• **Task details**
Rewrite all of the lines below, replacing every "Response" with "Output" and keeping everything else the same. Leave the pictures out of your answer.

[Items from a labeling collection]
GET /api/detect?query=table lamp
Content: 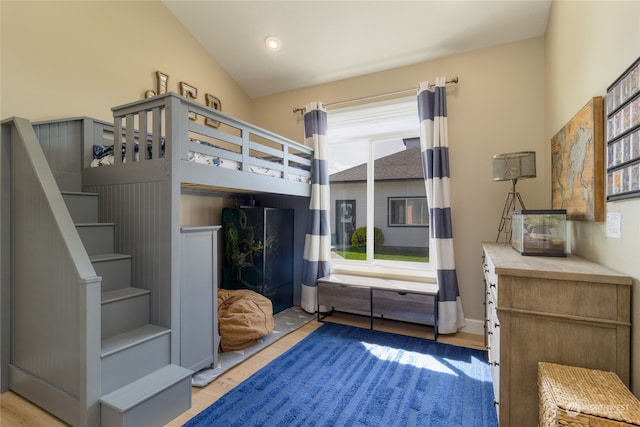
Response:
[492,151,536,243]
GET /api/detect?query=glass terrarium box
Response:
[511,209,567,257]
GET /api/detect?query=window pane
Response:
[329,141,369,261]
[406,198,429,225]
[373,139,428,262]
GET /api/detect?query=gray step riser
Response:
[101,334,170,396]
[100,377,191,427]
[76,224,115,255]
[62,193,98,224]
[101,294,149,338]
[93,258,131,292]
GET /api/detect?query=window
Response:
[328,97,429,268]
[388,197,429,227]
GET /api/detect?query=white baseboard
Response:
[458,319,484,335]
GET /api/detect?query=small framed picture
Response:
[180,82,198,120]
[204,93,222,128]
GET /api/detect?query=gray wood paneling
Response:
[33,119,82,191]
[85,181,171,327]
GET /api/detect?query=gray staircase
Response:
[62,192,193,427]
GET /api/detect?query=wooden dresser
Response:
[483,243,632,427]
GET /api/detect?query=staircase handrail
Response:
[0,117,102,425]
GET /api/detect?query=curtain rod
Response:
[293,76,458,113]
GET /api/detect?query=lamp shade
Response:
[492,151,536,181]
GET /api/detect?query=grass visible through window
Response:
[336,246,429,262]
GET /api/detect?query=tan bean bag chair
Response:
[218,289,273,351]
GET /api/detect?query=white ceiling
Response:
[163,0,551,98]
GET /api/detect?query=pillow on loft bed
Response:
[218,289,273,351]
[91,138,164,168]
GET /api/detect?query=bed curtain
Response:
[300,102,331,313]
[418,77,465,334]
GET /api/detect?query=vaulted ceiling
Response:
[163,0,551,98]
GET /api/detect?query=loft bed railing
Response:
[85,93,313,196]
[0,118,101,426]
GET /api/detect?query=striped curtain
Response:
[418,77,465,334]
[300,102,331,313]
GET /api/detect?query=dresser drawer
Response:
[318,281,371,313]
[371,289,436,325]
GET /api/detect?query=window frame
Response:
[328,97,434,280]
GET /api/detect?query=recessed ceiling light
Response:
[264,36,282,51]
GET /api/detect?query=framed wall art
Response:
[551,96,604,221]
[607,58,640,201]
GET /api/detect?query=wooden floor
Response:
[0,314,484,427]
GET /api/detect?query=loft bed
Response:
[82,93,313,340]
[83,93,313,197]
[0,94,313,426]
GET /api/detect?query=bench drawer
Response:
[372,289,436,325]
[318,281,371,313]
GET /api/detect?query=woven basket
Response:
[538,362,640,427]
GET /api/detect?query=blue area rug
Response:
[185,323,498,427]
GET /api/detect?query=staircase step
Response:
[61,191,99,223]
[76,222,115,256]
[90,254,131,292]
[100,365,193,427]
[100,287,151,339]
[100,324,171,394]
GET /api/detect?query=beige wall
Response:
[253,38,549,333]
[545,1,640,396]
[0,1,640,393]
[0,1,251,121]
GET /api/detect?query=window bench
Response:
[318,274,438,340]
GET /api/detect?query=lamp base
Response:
[496,190,526,244]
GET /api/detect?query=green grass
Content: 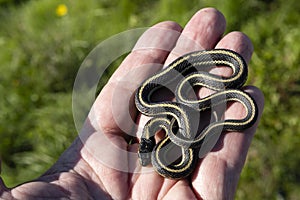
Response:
[0,0,300,199]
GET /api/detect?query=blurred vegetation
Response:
[0,0,300,199]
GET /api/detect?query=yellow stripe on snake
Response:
[135,49,257,179]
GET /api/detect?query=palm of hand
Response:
[0,9,263,199]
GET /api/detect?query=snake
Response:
[135,49,258,179]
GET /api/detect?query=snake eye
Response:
[138,152,151,166]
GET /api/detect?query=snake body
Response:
[135,49,257,179]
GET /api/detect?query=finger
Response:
[90,22,181,133]
[193,32,264,199]
[166,8,226,63]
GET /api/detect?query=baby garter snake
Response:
[135,49,258,179]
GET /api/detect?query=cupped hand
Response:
[0,8,263,200]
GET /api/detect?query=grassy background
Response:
[0,0,300,199]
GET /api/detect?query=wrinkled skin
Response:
[0,8,263,200]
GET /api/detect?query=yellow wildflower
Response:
[56,4,68,17]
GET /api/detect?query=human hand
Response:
[0,8,263,199]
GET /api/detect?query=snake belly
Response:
[135,49,257,179]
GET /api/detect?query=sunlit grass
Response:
[0,0,300,199]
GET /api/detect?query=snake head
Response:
[138,138,155,166]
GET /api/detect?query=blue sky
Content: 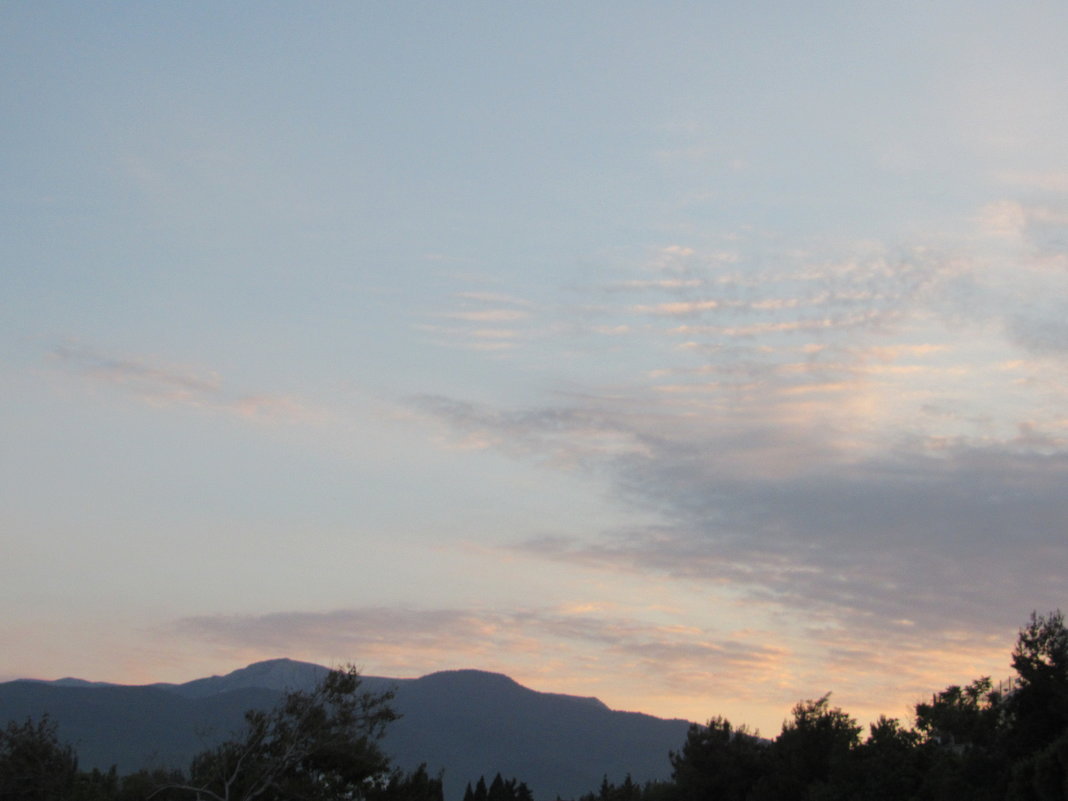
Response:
[0,2,1068,734]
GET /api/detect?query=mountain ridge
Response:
[0,658,690,799]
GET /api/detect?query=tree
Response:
[670,717,768,801]
[916,676,1005,751]
[1008,610,1068,754]
[753,693,861,801]
[0,714,78,801]
[164,666,397,801]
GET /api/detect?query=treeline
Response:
[6,611,1068,801]
[580,611,1068,801]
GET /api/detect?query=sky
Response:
[0,0,1068,736]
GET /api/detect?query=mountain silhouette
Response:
[0,659,689,801]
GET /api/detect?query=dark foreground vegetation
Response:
[0,611,1068,801]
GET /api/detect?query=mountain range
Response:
[0,659,690,801]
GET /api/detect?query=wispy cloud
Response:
[169,604,790,695]
[49,344,327,424]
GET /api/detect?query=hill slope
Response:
[0,659,689,801]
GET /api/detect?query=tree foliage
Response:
[170,668,396,801]
[0,716,78,801]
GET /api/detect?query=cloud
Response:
[167,603,789,694]
[425,290,534,354]
[49,344,328,424]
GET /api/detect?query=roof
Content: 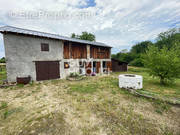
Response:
[111,58,128,64]
[0,26,111,48]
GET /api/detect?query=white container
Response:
[119,74,143,89]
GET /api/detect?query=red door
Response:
[36,61,60,81]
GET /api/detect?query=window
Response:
[41,43,49,51]
[118,62,123,66]
[64,62,69,69]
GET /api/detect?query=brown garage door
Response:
[36,61,60,81]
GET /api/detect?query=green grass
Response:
[69,84,98,93]
[0,101,8,110]
[0,66,7,84]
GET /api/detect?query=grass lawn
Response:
[0,66,6,84]
[0,67,180,135]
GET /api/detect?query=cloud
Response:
[0,0,180,55]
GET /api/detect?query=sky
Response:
[0,0,180,58]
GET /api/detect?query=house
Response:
[0,26,111,82]
[111,58,128,72]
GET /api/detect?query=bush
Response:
[143,46,180,84]
[129,58,144,67]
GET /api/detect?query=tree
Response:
[131,41,153,54]
[71,31,96,41]
[143,46,180,84]
[155,28,180,49]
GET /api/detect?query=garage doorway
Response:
[35,61,60,81]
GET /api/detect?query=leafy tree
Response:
[155,28,180,49]
[71,31,96,41]
[143,46,180,84]
[131,41,153,54]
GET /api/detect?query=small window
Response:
[64,62,69,69]
[118,62,123,66]
[41,43,49,51]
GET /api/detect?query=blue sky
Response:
[0,0,180,57]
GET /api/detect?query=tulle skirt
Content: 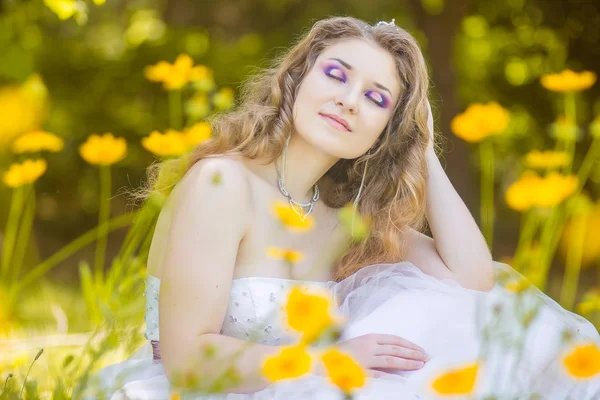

• **The completed task**
GET /api/detect?query=table lamp
Content: 
Output:
[492,151,536,243]
GET /api/detect?query=glass terrarium box
Output:
[511,209,567,257]
GET /api/detect?query=window pane
Output:
[329,141,369,261]
[406,198,429,225]
[373,139,428,262]
GET /api/detect?query=gray step riser
Output:
[101,334,170,396]
[100,377,191,427]
[76,224,115,255]
[62,193,98,224]
[101,294,149,338]
[93,258,131,292]
GET /api/detect?query=window
Output:
[328,97,429,268]
[388,197,429,227]
GET /api/detect?query=white baseboard
Output:
[458,319,484,335]
GET /api/detect?query=small framed picture
Output:
[180,82,198,120]
[204,93,222,128]
GET /api/detect?query=gray wood paneling
Output:
[33,119,82,191]
[85,181,171,327]
GET /api/detect?query=gray staircase
Output:
[62,192,193,427]
GET /api/detect?query=wooden dresser
Output:
[483,243,632,427]
GET /api/detect?query=staircase handrail
Output:
[0,117,102,425]
GET /api/detect?query=curtain rod
Output:
[293,76,458,113]
GET /api/detect?query=lamp shade
Output:
[492,151,536,181]
GET /api/detect?query=grass visible through window
Output:
[336,246,429,262]
GET /api/detect?query=tan bean bag chair
Output:
[218,289,273,351]
GET /api/detect?query=white ceiling
Output:
[163,0,551,98]
GET /api/detect?query=pillow on loft bed
Output:
[218,289,273,351]
[91,138,164,168]
GET /api/detect?query=bed curtain
Output:
[300,102,331,313]
[418,77,465,334]
GET /api/detect?query=vaulted ceiling
Output:
[163,0,551,98]
GET /api/detect?query=loft bed railing
Output:
[85,93,313,196]
[0,118,101,426]
GET /api/detect?query=striped curtain
Output:
[418,77,465,334]
[300,102,331,313]
GET /api/detect?query=dresser drawer
Output:
[318,281,371,313]
[371,289,436,325]
GET /api/detect?query=window frame
Output:
[328,97,434,280]
GET /api/detect?query=recessed ceiling light
Output:
[264,36,282,51]
GET /api/detect?query=framed wall art
Output:
[551,96,604,221]
[607,58,640,201]
GET /api/detect?query=wooden floor
Output:
[0,314,484,427]
GET /api/detect?query=loft bed
Output:
[82,93,313,340]
[83,93,313,197]
[0,94,313,426]
GET /api/detect?query=bench drawer
Output:
[372,289,436,325]
[318,281,371,313]
GET /api/detect?query=woven basket
Output:
[538,362,640,427]
GET /api/detect?query=blue area rug
Output:
[185,323,498,427]
GET /api/detect?query=staircase step
Output:
[61,191,99,223]
[76,222,115,256]
[90,254,131,292]
[100,365,193,427]
[100,287,151,339]
[100,324,171,394]
GET /api/detect?query=beige wall
Output:
[253,38,549,333]
[545,1,640,396]
[0,1,640,393]
[0,1,251,121]
GET /api/detect?query=window bench
Output:
[318,274,438,340]
GET /api/detect?query=lamp base
Output:
[496,190,526,244]
GET /api/detect?query=green grass
Content: 
Output:
[0,0,300,199]
GET /api/detect?query=blurred vegetation
Output:
[0,0,300,199]
GET /api/detect?query=yellow stripe on snake
Output:
[135,49,257,179]
GET /api/detect?query=palm of hand
Output:
[0,9,263,199]
GET /api/detect?query=snake
Output:
[135,49,258,179]
GET /api/detect?query=snake eye
Output:
[138,152,151,166]
GET /api/detect?query=snake body
Output:
[135,49,257,179]
GET /api/detect?query=finger
Output:
[90,22,181,133]
[193,32,264,199]
[166,8,226,63]
GET /api/detect?query=baby garter snake
Output:
[135,49,258,179]
GET /api/detect?query=cupped hand
Output:
[0,8,263,200]
GET /api/detect?query=grassy background
Output:
[0,0,300,199]
GET /api/detect?query=wrinkled skin
Output:
[0,8,263,200]
GET /api/detect?query=yellow wildflower
Output:
[56,4,68,17]
GET /api/detect?query=human hand
Output:
[0,8,263,199]
GET /api/detect?query=snake belly
Output:
[135,49,257,179]
GET /api/detect?query=sunlit grass
Output:
[0,0,300,199]
GET /api/detect?query=snake head
Output:
[138,138,155,166]
GET /api/detect?query=blue sky
Content: 
Output:
[0,2,1068,734]
GET /api/detect?query=mountain ridge
Output:
[0,658,690,799]
GET /api/detect?query=tree
Output:
[670,717,768,801]
[916,676,1005,751]
[1008,610,1068,754]
[753,693,861,801]
[0,714,78,801]
[164,666,397,801]
GET /api/detect?query=treeline
Output:
[6,611,1068,801]
[580,611,1068,801]
GET /api/detect?query=sky
Output:
[0,0,1068,736]
GET /api/detect?query=mountain silhouette
Output:
[0,659,689,801]
GET /api/detect?query=dark foreground vegetation
Output:
[0,611,1068,801]
GET /api/detect?query=mountain range
Output:
[0,659,690,801]
GET /api/detect?query=wispy cloud
Output:
[169,604,790,695]
[49,344,327,424]
GET /api/detect?query=hill slope
Output:
[0,659,689,801]
GET /api/detect?query=tree foliage
Output:
[170,668,396,801]
[0,716,78,801]
GET /api/detect?query=cloud
Output:
[167,603,789,694]
[425,290,534,354]
[49,344,328,424]
GET /api/detect?query=roof
Content: 
Output:
[111,58,128,64]
[0,26,111,48]
GET /api/detect?query=white container
Output:
[119,74,143,89]
GET /api/detect?query=red door
Output:
[36,61,60,81]
GET /api/detect?query=window
Output:
[41,43,49,51]
[118,62,123,66]
[64,62,69,69]
GET /api/detect?query=brown garage door
Output:
[36,61,60,81]
GET /api/detect?query=green grass
Output:
[69,84,98,93]
[0,101,8,110]
[0,66,7,84]
GET /api/detect?query=grass lawn
Output:
[0,66,6,84]
[0,67,180,135]
GET /api/detect?query=cloud
Output:
[0,0,180,55]
GET /api/detect?query=sky
Output:
[0,0,180,58]
GET /api/detect?query=house
Output:
[0,26,111,82]
[111,58,128,72]
GET /api/detect?query=bush
Output:
[143,46,180,84]
[129,58,144,67]
GET /api/detect?query=tree
Output:
[131,41,153,54]
[71,31,96,41]
[143,46,180,84]
[155,28,180,49]
GET /api/detect?query=garage doorway
Output:
[35,61,60,81]
GET /api/detect?query=leafy tree
Output:
[155,28,180,49]
[71,31,96,41]
[143,46,180,84]
[131,41,153,54]
GET /api/detect?query=small window
Output:
[64,62,69,69]
[118,62,123,66]
[41,43,49,51]
GET /api/detect?query=blue sky
Output:
[0,0,180,57]
GET /api/detect?query=tulle skirt
Content: 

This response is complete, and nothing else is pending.